* _AIM OF THE EXERCISE_
Reproduce the material starting at the line containing "of the concrete" and ending at the line containing "<point>861,87</point>", swapping "yellow hose" for "orange hose" and leaving everything else unchanged.

* * * *

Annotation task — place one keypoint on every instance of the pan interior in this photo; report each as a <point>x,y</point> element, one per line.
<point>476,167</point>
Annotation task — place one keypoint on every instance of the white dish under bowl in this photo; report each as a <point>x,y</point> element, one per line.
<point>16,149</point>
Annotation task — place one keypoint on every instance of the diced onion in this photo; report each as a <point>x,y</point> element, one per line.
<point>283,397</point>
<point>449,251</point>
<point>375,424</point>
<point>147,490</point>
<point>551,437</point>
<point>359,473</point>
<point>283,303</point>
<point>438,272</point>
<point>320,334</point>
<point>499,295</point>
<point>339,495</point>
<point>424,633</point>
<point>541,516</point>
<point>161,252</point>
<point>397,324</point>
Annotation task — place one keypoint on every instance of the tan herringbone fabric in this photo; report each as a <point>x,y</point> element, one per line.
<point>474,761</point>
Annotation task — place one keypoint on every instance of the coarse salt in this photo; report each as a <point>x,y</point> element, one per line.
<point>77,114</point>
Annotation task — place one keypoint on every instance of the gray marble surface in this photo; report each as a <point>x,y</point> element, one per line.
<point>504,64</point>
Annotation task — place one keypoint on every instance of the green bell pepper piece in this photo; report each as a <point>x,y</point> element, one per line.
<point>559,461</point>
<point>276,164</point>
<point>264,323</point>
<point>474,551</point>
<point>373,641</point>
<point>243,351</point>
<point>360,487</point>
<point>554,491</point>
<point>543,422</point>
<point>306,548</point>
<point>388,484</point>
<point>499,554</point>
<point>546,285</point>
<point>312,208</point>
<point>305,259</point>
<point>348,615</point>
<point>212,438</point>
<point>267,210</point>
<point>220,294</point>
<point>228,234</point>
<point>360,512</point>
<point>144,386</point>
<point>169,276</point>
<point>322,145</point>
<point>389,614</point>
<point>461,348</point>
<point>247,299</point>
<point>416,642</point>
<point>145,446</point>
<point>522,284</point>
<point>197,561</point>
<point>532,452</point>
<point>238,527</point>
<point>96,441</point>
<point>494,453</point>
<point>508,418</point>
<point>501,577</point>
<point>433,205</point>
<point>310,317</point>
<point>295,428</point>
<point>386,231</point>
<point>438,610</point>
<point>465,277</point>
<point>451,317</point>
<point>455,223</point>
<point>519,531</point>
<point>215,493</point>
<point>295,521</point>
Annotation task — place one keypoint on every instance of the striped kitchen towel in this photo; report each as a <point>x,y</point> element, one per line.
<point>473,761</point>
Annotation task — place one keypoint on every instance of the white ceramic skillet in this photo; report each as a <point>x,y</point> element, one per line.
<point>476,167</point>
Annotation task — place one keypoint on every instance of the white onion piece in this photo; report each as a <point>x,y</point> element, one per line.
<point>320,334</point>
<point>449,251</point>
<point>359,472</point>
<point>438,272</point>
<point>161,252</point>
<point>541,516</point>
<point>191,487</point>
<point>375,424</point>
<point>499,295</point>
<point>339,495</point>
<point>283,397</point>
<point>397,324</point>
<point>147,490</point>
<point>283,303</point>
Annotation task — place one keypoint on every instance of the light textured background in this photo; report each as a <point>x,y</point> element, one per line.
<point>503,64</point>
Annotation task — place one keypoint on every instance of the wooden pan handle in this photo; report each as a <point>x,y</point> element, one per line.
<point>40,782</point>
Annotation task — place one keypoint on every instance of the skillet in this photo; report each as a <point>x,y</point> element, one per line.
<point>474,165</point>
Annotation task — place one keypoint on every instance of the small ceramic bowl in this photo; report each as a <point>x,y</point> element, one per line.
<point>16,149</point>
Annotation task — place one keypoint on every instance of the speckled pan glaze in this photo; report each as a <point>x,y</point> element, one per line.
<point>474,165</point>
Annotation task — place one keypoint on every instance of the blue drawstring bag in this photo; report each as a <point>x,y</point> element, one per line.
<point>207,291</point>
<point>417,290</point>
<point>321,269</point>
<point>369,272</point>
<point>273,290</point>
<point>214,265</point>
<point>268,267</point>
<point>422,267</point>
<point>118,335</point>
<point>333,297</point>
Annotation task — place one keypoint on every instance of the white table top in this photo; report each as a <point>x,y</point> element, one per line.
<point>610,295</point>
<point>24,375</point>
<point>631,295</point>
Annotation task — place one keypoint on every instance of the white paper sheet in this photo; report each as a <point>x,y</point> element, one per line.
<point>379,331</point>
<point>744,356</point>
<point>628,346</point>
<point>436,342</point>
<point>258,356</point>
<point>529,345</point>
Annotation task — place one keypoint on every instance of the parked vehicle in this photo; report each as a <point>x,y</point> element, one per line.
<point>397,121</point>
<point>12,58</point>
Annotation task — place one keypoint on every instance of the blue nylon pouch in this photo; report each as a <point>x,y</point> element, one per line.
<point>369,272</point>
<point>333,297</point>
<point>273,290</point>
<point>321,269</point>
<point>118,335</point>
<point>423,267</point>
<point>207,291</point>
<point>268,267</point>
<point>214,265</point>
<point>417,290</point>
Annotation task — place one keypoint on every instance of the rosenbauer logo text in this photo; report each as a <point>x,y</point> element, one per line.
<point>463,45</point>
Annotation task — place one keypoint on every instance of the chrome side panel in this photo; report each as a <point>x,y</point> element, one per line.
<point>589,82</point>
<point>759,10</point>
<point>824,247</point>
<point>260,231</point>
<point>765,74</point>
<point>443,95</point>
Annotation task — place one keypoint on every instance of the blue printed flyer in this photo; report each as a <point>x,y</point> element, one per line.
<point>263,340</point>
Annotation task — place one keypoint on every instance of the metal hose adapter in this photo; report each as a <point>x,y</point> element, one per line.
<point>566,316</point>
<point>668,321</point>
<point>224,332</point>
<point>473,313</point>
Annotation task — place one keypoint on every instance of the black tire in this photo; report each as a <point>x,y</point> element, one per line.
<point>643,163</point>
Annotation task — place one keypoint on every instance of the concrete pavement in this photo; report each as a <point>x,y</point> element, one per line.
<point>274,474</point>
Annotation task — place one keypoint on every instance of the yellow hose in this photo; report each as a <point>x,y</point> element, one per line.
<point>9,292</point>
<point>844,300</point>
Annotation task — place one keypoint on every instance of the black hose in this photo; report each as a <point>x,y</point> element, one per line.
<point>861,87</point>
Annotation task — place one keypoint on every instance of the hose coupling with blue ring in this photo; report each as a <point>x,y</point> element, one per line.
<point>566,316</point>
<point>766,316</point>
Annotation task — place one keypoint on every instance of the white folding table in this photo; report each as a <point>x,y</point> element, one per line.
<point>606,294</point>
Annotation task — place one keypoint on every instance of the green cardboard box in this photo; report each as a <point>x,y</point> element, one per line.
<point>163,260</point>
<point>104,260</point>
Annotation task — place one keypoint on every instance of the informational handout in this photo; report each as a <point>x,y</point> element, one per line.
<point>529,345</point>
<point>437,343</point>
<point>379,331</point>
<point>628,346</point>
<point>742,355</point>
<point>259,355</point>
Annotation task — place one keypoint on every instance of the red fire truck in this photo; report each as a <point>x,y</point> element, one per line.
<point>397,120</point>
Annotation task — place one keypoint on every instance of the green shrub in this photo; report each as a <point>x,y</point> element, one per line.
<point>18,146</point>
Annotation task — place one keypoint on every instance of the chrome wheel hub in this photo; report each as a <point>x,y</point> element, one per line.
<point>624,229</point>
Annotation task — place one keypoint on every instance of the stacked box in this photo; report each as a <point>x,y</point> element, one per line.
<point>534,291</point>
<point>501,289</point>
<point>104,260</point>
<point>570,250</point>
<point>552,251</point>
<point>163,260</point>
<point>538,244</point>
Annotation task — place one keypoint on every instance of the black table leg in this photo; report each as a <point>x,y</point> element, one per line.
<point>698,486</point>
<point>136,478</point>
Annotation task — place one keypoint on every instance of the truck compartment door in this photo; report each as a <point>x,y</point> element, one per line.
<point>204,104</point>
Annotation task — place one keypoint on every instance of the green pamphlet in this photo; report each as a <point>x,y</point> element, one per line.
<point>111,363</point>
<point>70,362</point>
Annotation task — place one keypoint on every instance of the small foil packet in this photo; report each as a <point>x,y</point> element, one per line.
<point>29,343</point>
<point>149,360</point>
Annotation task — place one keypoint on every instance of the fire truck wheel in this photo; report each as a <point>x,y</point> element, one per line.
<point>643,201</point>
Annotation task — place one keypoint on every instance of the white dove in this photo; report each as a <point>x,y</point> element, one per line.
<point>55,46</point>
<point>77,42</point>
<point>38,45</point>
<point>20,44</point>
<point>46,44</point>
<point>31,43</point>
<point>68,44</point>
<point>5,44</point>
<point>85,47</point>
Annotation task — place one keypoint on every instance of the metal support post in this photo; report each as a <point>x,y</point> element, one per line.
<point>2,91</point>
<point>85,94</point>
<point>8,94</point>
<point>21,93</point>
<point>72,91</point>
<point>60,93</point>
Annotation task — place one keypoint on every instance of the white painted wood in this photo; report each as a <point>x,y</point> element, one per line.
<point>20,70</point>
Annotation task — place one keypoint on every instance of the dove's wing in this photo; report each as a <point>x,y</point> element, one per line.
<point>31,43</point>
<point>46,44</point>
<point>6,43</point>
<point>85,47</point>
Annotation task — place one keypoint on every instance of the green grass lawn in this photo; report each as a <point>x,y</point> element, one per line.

* * * *

* _FINISHED ANSWER_
Annotation task — place one keypoint on every instance of the concrete pavement in this photo; report each as a <point>x,y</point> element, one per line.
<point>274,474</point>
Annotation task — place one keypoint on every instance of the orange hose in this photo; report each as a <point>x,y</point> element, one per line.
<point>9,292</point>
<point>844,300</point>
Annotation task — place one keypoint on every instance of the black hose in this photo; report each as a <point>x,y</point> element, one per line.
<point>861,87</point>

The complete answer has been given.